(GIVEN DATA Opens)
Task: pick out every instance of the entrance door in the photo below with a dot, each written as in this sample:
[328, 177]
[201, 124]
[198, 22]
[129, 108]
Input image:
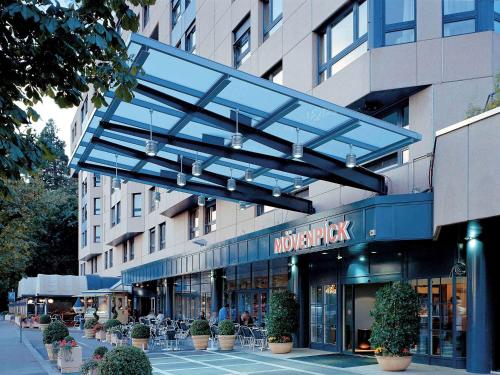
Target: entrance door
[324, 306]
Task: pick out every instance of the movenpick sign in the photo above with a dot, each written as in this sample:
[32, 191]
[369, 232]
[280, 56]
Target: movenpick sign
[321, 235]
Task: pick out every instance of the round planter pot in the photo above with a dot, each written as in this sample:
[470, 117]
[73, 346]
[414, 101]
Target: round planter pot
[281, 347]
[89, 333]
[226, 342]
[393, 363]
[140, 343]
[200, 342]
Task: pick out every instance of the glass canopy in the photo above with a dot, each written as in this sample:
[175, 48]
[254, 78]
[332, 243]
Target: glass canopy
[191, 105]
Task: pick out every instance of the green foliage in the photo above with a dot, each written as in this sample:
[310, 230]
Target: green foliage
[493, 101]
[56, 331]
[59, 51]
[395, 320]
[90, 323]
[125, 360]
[200, 328]
[110, 323]
[226, 328]
[140, 331]
[282, 320]
[100, 351]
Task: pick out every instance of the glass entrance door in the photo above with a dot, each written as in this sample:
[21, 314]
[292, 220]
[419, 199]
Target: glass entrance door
[324, 315]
(GIVEN DATA Closes)
## REQUIRED ACTION
With the images removed, write out all of the material above exactly.

## ANSWER SECTION
Task: pick out every instance of the entrance door in the photo below with a dot, each written as in this sample:
[328, 177]
[201, 124]
[198, 22]
[129, 108]
Input image:
Target: entrance door
[324, 306]
Task: pick out every instance of the movenpick sign in the photo above with a dot, each written as in this sample:
[32, 191]
[369, 232]
[280, 56]
Target: movenpick sign
[321, 235]
Task: pick out every instance of the round planter pot in the photo above with a dot, each written as in this sample:
[470, 117]
[73, 346]
[414, 101]
Target: round planter pot
[281, 347]
[89, 333]
[226, 342]
[393, 363]
[140, 343]
[200, 342]
Task: pick out every instance of the glass canopy in the photo above with a dot, each written as in this sample:
[175, 48]
[254, 78]
[332, 243]
Target: glass canopy
[191, 105]
Task: pick out every instance of the green foliage in the photo above with a dot, each written as in this sample:
[310, 230]
Target: green foliage
[493, 101]
[56, 331]
[59, 51]
[395, 320]
[90, 323]
[125, 360]
[200, 328]
[110, 323]
[226, 328]
[140, 331]
[282, 320]
[100, 351]
Task: pick out every instance of the glass entrance door in the photo above with a dot, each written as in this sample:
[21, 314]
[292, 220]
[419, 199]
Target: glass entrance door
[324, 315]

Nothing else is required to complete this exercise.